>> START INPUT FOR THIS TASK
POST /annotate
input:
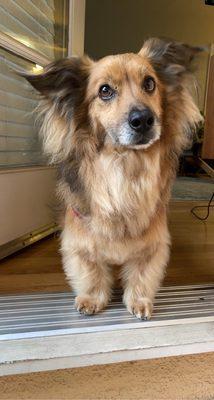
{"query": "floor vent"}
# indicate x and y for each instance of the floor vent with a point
(43, 331)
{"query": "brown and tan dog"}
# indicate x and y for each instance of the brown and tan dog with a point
(115, 128)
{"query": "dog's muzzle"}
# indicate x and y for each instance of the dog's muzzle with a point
(141, 122)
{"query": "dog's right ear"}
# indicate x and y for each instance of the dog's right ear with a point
(62, 86)
(63, 81)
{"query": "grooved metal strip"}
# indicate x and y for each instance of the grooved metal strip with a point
(48, 314)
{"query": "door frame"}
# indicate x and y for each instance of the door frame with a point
(10, 178)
>> END INPUT FOR THIS TASK
Omit pictures; set down the rest of the material word for word.

### EXERCISE SOLUTION
POST /annotate
input:
{"query": "floor vent"}
# indicate x and y for each instance of the floor vent with a point
(43, 331)
{"query": "brown and tan dog"}
# indicate x and y for each instance of the brown and tan dog with a point
(115, 128)
{"query": "dog's muzzle"}
# indicate x and y for each instance of the dog's muzzle with a point
(141, 122)
{"query": "dog's right ear"}
# indicate x and y for each instance of the dog's right ear with a point
(62, 86)
(63, 81)
{"query": "grooved metal strip"}
# indicate x and y for each instance of the grooved metal strip with a point
(48, 314)
{"query": "door frame"}
# indicate x and y for each instance of the door frame with a point
(10, 178)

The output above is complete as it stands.